• **Aim of the exercise**
Put every line of the material below into a Markdown table with the columns Row and Line, numbering the rows and skipping blank lines. Leave the pictures out.
— BEGIN Records to process —
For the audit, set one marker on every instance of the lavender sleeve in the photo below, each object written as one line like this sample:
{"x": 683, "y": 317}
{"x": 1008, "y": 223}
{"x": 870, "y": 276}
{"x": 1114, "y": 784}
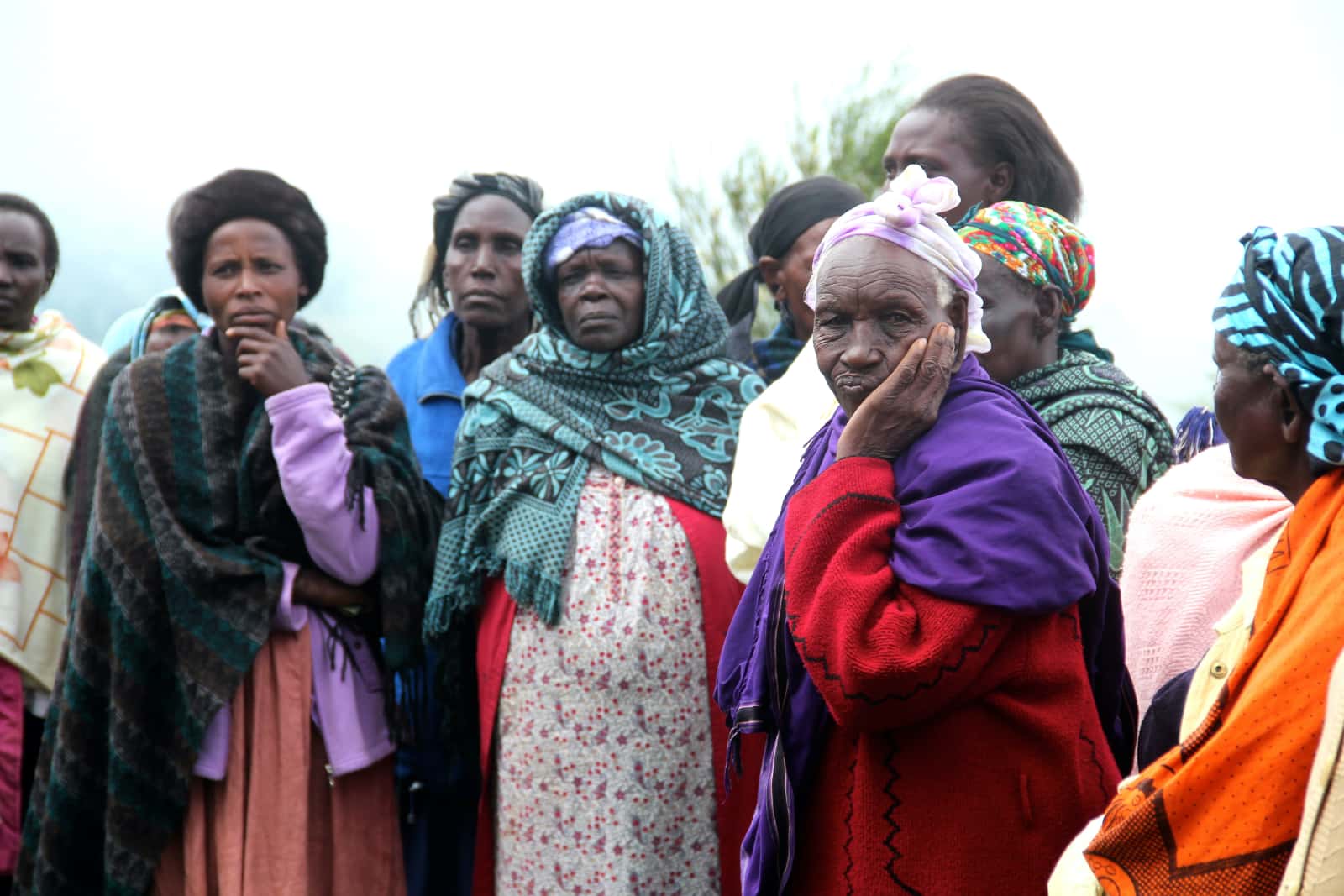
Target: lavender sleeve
{"x": 308, "y": 441}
— END Records to process —
• **Problem solution**
| Row | Line |
|---|---|
| 1 | For the audit, set one marker on every instance of the lavender sleeve in the photo below, each object written as one line like this sample: |
| 2 | {"x": 683, "y": 317} |
| 3 | {"x": 1008, "y": 223} |
| 4 | {"x": 870, "y": 276} |
| 5 | {"x": 1114, "y": 784} |
| 6 | Target: lavender sleeve |
| 7 | {"x": 308, "y": 441} |